WORK REQUEST:
Quote exactly and only this range of lines in the data below: the line that holds "positive clicks: (17, 178)" to the line that holds "positive clicks: (2, 150)", both included.

Dataset entries:
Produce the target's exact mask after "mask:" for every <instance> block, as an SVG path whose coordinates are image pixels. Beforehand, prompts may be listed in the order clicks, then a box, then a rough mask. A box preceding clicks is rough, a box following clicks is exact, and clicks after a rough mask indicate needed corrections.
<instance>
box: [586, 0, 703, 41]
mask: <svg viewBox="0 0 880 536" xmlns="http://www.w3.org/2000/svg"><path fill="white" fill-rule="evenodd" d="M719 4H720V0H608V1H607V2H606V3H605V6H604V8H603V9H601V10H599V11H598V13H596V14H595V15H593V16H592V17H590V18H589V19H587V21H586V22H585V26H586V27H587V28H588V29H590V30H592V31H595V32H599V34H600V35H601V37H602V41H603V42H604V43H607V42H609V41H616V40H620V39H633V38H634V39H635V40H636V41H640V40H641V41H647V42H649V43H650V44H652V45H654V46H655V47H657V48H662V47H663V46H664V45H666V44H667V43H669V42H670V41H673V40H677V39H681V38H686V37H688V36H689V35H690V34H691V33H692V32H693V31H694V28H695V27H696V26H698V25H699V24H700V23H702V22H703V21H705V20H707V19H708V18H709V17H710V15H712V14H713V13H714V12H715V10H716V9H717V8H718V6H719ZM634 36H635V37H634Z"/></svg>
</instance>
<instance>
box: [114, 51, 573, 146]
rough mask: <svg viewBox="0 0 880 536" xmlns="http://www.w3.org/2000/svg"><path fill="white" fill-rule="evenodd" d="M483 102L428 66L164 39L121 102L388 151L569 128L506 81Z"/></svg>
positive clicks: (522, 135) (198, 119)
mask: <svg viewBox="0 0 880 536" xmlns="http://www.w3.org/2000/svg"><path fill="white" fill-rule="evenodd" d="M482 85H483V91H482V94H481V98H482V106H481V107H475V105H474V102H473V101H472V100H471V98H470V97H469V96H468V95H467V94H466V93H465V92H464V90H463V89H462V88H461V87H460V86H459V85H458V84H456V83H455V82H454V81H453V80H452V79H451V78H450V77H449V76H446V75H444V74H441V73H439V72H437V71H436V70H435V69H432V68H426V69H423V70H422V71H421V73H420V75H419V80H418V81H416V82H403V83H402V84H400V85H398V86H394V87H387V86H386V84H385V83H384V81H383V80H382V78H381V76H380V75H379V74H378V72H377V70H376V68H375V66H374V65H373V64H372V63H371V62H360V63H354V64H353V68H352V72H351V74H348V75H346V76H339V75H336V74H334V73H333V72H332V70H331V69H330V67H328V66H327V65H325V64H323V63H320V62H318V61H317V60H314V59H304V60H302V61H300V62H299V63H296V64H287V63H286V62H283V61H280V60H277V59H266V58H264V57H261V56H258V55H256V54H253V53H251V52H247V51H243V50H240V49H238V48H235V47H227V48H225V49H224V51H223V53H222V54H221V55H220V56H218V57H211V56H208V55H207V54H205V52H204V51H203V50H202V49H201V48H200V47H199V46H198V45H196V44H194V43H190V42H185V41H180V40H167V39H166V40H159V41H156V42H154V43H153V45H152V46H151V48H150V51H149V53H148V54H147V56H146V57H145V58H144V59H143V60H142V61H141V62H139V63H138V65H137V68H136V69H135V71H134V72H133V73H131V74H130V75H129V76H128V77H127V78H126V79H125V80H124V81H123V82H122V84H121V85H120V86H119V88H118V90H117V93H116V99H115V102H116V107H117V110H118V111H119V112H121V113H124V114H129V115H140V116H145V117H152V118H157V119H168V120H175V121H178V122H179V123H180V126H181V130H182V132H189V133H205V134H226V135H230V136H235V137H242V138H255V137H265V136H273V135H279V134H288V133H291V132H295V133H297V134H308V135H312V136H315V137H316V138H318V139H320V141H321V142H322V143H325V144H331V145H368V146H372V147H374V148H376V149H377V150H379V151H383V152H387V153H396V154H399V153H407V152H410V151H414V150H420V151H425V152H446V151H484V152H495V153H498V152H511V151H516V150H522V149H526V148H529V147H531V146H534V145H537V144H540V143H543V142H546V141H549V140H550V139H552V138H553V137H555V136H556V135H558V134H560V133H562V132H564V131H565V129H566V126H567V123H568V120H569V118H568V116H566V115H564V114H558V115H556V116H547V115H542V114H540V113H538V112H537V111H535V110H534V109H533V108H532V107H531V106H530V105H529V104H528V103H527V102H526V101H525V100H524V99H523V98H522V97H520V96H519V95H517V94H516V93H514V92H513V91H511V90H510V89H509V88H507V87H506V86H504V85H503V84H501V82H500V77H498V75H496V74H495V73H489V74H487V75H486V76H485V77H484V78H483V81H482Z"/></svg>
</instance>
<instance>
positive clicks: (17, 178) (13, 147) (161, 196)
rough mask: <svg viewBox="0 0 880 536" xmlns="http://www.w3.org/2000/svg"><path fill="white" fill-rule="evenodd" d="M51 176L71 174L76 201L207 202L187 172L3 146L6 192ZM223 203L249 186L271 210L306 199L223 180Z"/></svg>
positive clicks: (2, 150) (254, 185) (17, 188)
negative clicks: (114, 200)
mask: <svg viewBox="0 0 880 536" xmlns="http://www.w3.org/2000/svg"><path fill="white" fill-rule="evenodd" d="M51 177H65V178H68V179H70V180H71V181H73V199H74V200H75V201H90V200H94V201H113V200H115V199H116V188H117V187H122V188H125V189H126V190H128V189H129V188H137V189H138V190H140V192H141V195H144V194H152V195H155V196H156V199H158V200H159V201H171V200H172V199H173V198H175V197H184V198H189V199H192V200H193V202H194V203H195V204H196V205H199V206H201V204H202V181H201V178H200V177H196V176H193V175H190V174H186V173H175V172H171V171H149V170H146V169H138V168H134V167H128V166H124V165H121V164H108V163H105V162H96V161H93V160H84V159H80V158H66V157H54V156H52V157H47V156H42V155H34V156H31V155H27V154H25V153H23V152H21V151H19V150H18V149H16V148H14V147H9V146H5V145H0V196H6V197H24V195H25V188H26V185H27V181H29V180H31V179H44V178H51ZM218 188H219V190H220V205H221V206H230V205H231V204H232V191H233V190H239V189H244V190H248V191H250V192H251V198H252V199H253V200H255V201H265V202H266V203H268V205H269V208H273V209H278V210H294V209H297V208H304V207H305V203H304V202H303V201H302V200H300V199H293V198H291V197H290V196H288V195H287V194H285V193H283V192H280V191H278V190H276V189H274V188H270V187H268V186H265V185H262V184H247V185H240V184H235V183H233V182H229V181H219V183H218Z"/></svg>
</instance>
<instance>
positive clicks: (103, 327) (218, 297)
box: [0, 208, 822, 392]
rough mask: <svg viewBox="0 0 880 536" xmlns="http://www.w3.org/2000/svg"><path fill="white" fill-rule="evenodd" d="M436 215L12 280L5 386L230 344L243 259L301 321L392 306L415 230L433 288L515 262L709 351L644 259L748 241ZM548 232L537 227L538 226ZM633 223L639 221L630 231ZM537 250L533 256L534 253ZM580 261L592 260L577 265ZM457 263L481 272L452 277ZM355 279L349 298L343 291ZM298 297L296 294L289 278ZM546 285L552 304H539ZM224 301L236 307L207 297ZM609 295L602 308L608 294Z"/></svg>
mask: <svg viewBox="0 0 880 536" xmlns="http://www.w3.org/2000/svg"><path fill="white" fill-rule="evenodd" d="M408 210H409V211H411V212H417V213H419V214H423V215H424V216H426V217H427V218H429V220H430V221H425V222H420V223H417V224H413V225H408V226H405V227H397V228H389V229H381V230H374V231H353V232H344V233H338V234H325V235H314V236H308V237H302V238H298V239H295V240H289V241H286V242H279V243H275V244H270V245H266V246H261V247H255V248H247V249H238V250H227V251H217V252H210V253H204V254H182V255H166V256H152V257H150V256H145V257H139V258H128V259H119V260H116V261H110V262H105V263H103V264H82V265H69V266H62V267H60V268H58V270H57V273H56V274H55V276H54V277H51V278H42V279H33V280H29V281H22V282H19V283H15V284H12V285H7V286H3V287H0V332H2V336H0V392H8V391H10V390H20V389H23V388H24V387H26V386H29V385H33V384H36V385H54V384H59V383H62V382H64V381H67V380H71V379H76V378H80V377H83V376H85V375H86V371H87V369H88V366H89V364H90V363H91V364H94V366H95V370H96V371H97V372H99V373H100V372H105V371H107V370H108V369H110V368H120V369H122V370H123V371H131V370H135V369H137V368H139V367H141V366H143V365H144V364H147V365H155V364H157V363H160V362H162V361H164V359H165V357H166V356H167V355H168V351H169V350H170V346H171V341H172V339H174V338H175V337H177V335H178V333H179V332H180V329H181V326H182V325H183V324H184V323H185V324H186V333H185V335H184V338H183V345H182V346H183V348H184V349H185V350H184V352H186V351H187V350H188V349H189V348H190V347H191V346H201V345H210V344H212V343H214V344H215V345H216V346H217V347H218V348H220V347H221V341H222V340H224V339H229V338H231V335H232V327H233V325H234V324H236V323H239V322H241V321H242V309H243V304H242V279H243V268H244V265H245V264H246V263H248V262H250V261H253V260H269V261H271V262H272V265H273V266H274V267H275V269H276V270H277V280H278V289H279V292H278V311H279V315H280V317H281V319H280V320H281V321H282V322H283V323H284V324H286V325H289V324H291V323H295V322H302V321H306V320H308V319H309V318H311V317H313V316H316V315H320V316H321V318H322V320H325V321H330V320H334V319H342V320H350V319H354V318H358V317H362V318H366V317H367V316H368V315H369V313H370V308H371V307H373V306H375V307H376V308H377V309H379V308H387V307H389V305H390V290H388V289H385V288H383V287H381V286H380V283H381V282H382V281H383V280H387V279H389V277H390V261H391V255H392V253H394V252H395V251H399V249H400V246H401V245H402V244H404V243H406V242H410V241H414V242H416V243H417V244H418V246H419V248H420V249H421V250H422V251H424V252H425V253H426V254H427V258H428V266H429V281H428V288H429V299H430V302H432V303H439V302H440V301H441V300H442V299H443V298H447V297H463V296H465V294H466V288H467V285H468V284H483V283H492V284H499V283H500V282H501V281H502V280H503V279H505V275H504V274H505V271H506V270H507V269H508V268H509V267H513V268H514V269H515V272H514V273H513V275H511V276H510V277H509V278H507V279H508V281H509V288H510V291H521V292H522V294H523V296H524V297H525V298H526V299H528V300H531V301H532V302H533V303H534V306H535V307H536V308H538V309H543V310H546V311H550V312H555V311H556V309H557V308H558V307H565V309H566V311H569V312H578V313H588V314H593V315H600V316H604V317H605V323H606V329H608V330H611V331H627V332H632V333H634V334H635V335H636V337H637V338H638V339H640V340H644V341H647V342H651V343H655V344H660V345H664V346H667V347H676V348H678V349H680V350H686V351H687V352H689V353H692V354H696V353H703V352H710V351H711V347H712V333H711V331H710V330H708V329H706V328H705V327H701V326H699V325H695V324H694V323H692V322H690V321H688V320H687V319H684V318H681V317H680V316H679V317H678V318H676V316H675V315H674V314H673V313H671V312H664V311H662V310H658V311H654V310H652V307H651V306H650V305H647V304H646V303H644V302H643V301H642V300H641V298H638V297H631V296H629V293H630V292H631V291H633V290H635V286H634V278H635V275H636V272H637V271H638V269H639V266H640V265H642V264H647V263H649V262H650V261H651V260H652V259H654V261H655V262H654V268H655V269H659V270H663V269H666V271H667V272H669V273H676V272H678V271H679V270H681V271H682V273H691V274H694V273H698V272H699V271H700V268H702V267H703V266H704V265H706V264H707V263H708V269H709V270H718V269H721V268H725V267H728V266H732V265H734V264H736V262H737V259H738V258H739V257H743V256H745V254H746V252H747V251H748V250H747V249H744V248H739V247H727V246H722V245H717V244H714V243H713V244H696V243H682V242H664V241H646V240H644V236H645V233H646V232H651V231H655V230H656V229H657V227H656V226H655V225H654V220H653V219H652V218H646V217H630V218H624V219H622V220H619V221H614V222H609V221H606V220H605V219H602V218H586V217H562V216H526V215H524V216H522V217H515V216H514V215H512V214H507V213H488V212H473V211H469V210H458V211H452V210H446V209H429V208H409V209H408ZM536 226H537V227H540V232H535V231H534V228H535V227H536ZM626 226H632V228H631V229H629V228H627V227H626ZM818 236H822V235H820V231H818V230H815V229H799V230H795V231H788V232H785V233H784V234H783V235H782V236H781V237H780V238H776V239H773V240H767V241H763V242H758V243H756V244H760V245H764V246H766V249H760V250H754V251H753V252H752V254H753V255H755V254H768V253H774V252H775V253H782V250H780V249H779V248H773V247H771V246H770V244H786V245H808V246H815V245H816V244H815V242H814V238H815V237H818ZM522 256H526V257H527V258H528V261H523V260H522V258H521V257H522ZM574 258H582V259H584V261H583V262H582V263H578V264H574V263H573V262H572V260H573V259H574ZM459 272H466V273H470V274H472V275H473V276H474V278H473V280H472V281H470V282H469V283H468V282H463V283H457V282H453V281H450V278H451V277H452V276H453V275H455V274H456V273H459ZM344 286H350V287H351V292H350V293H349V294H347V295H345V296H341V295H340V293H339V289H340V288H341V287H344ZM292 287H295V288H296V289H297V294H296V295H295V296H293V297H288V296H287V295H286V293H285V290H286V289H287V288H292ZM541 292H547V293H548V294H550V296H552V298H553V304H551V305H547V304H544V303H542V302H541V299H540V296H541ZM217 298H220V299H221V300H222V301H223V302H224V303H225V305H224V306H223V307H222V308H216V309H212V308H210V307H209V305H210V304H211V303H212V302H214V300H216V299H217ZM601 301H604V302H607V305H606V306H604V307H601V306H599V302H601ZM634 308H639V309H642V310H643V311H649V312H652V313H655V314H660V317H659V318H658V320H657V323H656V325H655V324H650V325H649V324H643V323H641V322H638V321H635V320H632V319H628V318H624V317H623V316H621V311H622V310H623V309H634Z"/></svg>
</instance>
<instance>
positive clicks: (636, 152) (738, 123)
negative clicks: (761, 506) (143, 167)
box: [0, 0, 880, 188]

RESPONSE BOX:
positive clicks: (17, 178) (13, 147) (161, 196)
rough mask: <svg viewBox="0 0 880 536" xmlns="http://www.w3.org/2000/svg"><path fill="white" fill-rule="evenodd" d="M51 176L71 174L76 201L207 202L187 172L3 146L6 192ZM223 203L249 186L271 210L306 199L223 180Z"/></svg>
positive clicks: (2, 150) (254, 185) (17, 188)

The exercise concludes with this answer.